-- START Exercise input --

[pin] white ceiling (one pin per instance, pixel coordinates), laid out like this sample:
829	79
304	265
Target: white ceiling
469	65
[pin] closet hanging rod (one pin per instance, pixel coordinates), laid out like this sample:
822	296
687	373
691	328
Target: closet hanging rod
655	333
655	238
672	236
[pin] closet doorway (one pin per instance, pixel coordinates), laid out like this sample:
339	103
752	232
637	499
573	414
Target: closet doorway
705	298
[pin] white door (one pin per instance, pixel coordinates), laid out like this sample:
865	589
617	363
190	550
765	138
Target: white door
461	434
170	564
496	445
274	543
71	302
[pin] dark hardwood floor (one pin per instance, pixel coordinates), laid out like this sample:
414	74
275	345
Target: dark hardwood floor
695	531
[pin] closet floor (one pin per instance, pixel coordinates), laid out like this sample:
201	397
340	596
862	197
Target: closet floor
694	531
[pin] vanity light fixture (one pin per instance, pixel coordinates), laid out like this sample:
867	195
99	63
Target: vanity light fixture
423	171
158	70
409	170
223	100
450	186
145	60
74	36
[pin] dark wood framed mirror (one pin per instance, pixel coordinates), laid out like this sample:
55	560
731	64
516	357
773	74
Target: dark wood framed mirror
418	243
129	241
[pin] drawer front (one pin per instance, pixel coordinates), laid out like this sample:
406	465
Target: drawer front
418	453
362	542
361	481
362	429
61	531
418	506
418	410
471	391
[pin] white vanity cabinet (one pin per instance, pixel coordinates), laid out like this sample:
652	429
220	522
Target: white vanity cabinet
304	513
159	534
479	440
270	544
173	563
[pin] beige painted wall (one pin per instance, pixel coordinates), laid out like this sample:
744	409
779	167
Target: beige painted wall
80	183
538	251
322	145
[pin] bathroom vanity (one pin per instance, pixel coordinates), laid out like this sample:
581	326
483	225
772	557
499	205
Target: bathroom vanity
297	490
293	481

-- END Exercise input --

Transcribe all of the material exactly. Omit nothing.

[pin] white ceiling (one pin per instance, pixel coordinates), laid out like this sample:
829	79
304	265
Target: white ceiling
469	65
[pin] closet hanging rod (one pin per instance, pixel coordinates), laid out like this sample:
822	296
687	373
691	328
Target: closet hanging rod
655	333
655	238
672	236
[pin] closet doorway (one pin per instance, pixel coordinates), laid out like this sample:
339	103
752	232
637	499
573	414
Target: closet doorway
705	298
[pin] white door (one pin per instance, pixel coordinates), laid out like this sample:
865	589
617	363
190	550
765	138
Target: white door
461	434
170	564
496	445
274	543
71	302
[pin] dark hardwood floor (one pin per instance, pixel coordinates), laid out like this sample:
414	74
275	345
Target: dark hardwood floor
695	531
[pin] closet floor (one pin per instance, pixel coordinates), laid out like this sample:
201	397
340	596
862	197
Target: closet floor
694	531
[pin] vanity light fixture (one pin per instance, pixel coordinates), laid out like this sample:
867	195
99	63
Target: vanity light fixture
423	171
158	70
409	170
223	100
450	186
145	60
74	36
[pin] dark wood framed mirror (one pin per instance, pixel coordinates), laid out like this sample:
55	560
731	64
516	357
773	74
Target: dark wood framed mirror
418	243
129	241
[pin] drawer front (one pin per instance, pixel coordinates), laid out like this sample:
406	465
Target: drawer front
418	453
362	542
361	481
362	429
61	531
418	506
418	410
471	391
[pin] white vanity cabinet (one pin per instance, pixel coordinates), laid out like this sample:
652	429
220	522
Target: white vanity cabinet
304	513
159	534
479	440
270	544
173	563
[pin] beige painted wall (one pin per instance, pixel coordinates), laid out like this sample:
744	409
779	167
Target: beige painted wall
80	183
538	251
322	145
[pin] bathroom vanity (one pin per instance, pixel coordinates), laid out like this sample:
581	326
483	225
772	557
499	205
Target: bathroom vanity
297	490
293	481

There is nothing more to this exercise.